= EXERCISE DETAILS =
Quote the records below in full, exactly as given, with the images taken out.
── RECORDS PROVIDED
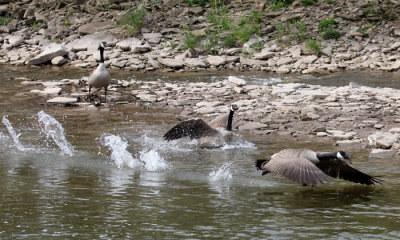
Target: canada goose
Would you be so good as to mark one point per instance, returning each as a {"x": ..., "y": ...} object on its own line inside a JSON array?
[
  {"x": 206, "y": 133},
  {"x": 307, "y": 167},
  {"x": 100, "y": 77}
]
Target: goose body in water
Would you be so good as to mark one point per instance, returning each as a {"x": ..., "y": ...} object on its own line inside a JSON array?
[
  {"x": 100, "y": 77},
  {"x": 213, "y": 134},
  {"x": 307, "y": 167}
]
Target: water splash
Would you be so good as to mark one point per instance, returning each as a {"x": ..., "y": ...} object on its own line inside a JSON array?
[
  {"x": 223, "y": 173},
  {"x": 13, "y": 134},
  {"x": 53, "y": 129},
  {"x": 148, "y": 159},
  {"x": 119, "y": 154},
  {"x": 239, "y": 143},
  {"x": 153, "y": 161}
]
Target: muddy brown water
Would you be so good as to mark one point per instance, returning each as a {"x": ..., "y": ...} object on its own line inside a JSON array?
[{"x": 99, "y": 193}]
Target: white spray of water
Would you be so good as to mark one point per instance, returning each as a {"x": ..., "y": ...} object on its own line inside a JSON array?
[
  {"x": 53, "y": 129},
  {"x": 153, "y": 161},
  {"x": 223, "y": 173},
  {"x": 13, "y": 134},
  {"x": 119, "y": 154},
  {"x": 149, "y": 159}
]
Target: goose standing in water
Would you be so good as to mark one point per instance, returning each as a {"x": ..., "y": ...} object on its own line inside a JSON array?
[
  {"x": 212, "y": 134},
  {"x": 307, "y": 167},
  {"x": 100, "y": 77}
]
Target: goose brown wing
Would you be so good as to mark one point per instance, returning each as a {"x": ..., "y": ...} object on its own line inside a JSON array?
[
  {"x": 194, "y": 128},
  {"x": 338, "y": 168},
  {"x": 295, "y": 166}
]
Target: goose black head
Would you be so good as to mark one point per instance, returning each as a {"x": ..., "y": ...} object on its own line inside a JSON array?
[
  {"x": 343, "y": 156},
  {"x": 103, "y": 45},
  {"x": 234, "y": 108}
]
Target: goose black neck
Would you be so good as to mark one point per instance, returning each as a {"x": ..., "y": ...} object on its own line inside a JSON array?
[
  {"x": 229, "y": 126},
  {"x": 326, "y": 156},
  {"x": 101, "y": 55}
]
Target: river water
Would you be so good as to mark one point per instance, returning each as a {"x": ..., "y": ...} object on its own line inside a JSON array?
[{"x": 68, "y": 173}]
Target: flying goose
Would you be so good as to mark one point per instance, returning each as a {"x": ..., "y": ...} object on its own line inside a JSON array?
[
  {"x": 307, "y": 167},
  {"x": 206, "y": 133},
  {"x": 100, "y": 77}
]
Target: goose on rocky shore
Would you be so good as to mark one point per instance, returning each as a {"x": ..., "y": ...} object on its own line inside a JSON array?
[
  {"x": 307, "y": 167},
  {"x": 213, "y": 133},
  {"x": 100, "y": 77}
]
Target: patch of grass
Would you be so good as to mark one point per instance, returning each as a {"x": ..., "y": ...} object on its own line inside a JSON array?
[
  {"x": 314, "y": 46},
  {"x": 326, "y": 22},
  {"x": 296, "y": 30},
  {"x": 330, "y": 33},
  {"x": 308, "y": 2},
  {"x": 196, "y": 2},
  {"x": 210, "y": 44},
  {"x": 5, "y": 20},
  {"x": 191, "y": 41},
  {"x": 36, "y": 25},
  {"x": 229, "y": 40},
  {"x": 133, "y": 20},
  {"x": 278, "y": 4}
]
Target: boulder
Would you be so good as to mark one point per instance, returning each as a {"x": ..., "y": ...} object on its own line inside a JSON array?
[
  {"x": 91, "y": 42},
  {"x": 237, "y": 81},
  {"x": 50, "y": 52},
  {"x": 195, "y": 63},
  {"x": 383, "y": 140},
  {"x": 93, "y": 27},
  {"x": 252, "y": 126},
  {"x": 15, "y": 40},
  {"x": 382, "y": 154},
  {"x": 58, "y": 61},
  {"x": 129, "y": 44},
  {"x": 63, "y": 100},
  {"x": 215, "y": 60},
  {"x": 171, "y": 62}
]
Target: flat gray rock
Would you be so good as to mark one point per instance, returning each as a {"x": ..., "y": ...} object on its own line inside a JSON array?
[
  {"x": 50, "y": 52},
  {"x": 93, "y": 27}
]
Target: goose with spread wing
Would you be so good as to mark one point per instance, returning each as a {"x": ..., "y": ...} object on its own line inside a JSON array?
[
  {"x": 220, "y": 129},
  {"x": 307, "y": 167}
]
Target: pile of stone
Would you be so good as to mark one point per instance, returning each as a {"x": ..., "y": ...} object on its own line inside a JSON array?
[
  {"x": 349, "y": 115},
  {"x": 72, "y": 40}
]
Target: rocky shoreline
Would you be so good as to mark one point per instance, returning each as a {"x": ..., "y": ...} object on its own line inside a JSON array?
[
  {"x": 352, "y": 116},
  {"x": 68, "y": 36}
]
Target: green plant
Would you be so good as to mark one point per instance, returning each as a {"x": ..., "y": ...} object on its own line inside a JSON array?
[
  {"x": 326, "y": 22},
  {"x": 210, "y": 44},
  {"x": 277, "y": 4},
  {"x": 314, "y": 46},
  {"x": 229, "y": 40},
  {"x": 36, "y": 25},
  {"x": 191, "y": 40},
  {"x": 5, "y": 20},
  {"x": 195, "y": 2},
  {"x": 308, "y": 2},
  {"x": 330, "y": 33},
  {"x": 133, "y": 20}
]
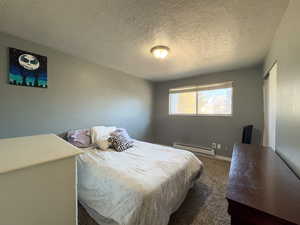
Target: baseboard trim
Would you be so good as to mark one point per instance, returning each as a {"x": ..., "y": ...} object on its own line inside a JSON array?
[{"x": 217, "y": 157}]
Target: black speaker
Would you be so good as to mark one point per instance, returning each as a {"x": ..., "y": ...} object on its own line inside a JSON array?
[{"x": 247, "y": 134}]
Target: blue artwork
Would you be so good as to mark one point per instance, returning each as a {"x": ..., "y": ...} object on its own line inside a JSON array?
────
= ANSWER TO THIS PROBLEM =
Target: canada goose
Would you be so good as to mark one point per instance, returning each as a {"x": ..., "y": ...} object on its own line inside a JSON array?
[
  {"x": 206, "y": 133},
  {"x": 307, "y": 167},
  {"x": 100, "y": 77}
]
Target: goose body in water
Would you be so good as to mark one point per instance, returning each as a {"x": ..., "y": ...} object on its own line inside a JSON array?
[
  {"x": 100, "y": 77},
  {"x": 213, "y": 134},
  {"x": 307, "y": 167}
]
Target: water splash
Would you be so good as to mark one point per instance, returning each as a {"x": ..., "y": ...} object on its own line inside a JSON array?
[
  {"x": 223, "y": 173},
  {"x": 13, "y": 134},
  {"x": 53, "y": 129},
  {"x": 148, "y": 159},
  {"x": 119, "y": 154},
  {"x": 239, "y": 143},
  {"x": 153, "y": 161}
]
Target: muddy brown water
Would you be so good as to mark one point per instance, returning each as a {"x": ..., "y": ...} object on its own line inside a JSON array?
[{"x": 99, "y": 193}]
Target: white spray of water
Would you be so good as to mark one point per instance, returning each as a {"x": ..., "y": ...} object on its own line inside a JSON array?
[
  {"x": 53, "y": 129},
  {"x": 153, "y": 161},
  {"x": 223, "y": 173},
  {"x": 13, "y": 134},
  {"x": 119, "y": 154},
  {"x": 149, "y": 159}
]
Target: goose standing in water
Would you be so good as to mark one point per instance, returning each as a {"x": ..., "y": ...} object on its own line inside a JSON array?
[
  {"x": 212, "y": 134},
  {"x": 307, "y": 167},
  {"x": 100, "y": 77}
]
Target: goose brown wing
Would you be so good as to mark one point per instance, returning each as a {"x": ..., "y": ...} object on its own line inside a JSON array?
[
  {"x": 194, "y": 128},
  {"x": 338, "y": 168},
  {"x": 295, "y": 166}
]
Target: goose black head
Would you be so good as to mark one point per instance, returning each as a {"x": ..., "y": ...} object on its own line inside a JSON array?
[
  {"x": 343, "y": 156},
  {"x": 103, "y": 45},
  {"x": 234, "y": 108}
]
Target: goose black neck
Would you be so good as to mark one point per instance, returning each as a {"x": ..., "y": ...} object on its own line inside a JSON array?
[
  {"x": 229, "y": 126},
  {"x": 326, "y": 156},
  {"x": 101, "y": 55}
]
Target: river water
Would you be so good as to mark one point per instance, returning each as a {"x": ..., "y": ...} object on its own line inside a JSON array?
[{"x": 68, "y": 173}]
Target: flying goose
Would you be so good as to mark one point per instance, returning each as a {"x": ..., "y": ...} object on its own line inside a JSON array?
[
  {"x": 307, "y": 167},
  {"x": 206, "y": 133},
  {"x": 100, "y": 77}
]
Target: goose on rocky shore
Would you be so good as to mark one point per instance, returning each as a {"x": ..., "y": ...} object on its own line inside a JSON array?
[
  {"x": 307, "y": 167},
  {"x": 213, "y": 133},
  {"x": 100, "y": 77}
]
Target: patch of grass
Would you be so good as to mark one point per instance, returning each as a {"x": ..., "y": ...} object on its own line inside a JSON array?
[
  {"x": 314, "y": 46},
  {"x": 326, "y": 22},
  {"x": 296, "y": 30},
  {"x": 330, "y": 33},
  {"x": 308, "y": 2},
  {"x": 196, "y": 2},
  {"x": 210, "y": 44},
  {"x": 5, "y": 20},
  {"x": 191, "y": 41},
  {"x": 36, "y": 25},
  {"x": 229, "y": 40},
  {"x": 133, "y": 20},
  {"x": 278, "y": 4}
]
Target: boulder
Would you be so good as to mark one point per instance, returning each as a {"x": ..., "y": ...} object on its own line inside a JSON array?
[
  {"x": 91, "y": 42},
  {"x": 237, "y": 81},
  {"x": 50, "y": 52},
  {"x": 195, "y": 63},
  {"x": 383, "y": 140},
  {"x": 93, "y": 27},
  {"x": 252, "y": 126},
  {"x": 15, "y": 40},
  {"x": 382, "y": 154},
  {"x": 58, "y": 61},
  {"x": 129, "y": 44},
  {"x": 63, "y": 100},
  {"x": 215, "y": 60},
  {"x": 171, "y": 62}
]
Target: flat gray rock
Would you be so good as to mark one point per instance, returning each as a {"x": ..., "y": ...} object on its own line inside a JSON array?
[
  {"x": 50, "y": 52},
  {"x": 93, "y": 27}
]
Target: goose with spread wing
Would you be so good as to mark one point per instance, returning each as a {"x": ..., "y": ...} object on its own line inside a JSON array?
[
  {"x": 220, "y": 129},
  {"x": 307, "y": 167}
]
Target: pile of stone
Would you be so good as to mark one point per instance, returning each as a {"x": ..., "y": ...} object on its own line inside a JSON array?
[
  {"x": 349, "y": 115},
  {"x": 72, "y": 40}
]
Target: rocky shoreline
Would you be so good as to mark one point per instance, returning each as a {"x": ..., "y": ...} object on its own line inside a JSON array?
[
  {"x": 352, "y": 116},
  {"x": 68, "y": 36}
]
Target: green plant
Would you be so good as to mark one point per instance, returning each as a {"x": ..., "y": ...} object on its own line inside a JSON array?
[
  {"x": 326, "y": 22},
  {"x": 210, "y": 44},
  {"x": 277, "y": 4},
  {"x": 314, "y": 46},
  {"x": 229, "y": 40},
  {"x": 36, "y": 25},
  {"x": 191, "y": 40},
  {"x": 5, "y": 20},
  {"x": 195, "y": 2},
  {"x": 308, "y": 2},
  {"x": 330, "y": 33},
  {"x": 133, "y": 20}
]
Target: baseboard trim
Would you be so good as to mark one point per instance, returning each as a {"x": ..., "y": ...} object on its own line inside a JSON array?
[{"x": 217, "y": 157}]
Target: black speaker
Would you be so good as to mark one point per instance, returning each as a {"x": ..., "y": ...} object on its own line inside a JSON array?
[{"x": 247, "y": 134}]
Target: blue artwork
Would you be so good as to mark one point per instance, returning each as a {"x": ..., "y": ...} object on its own line inside a JSON array?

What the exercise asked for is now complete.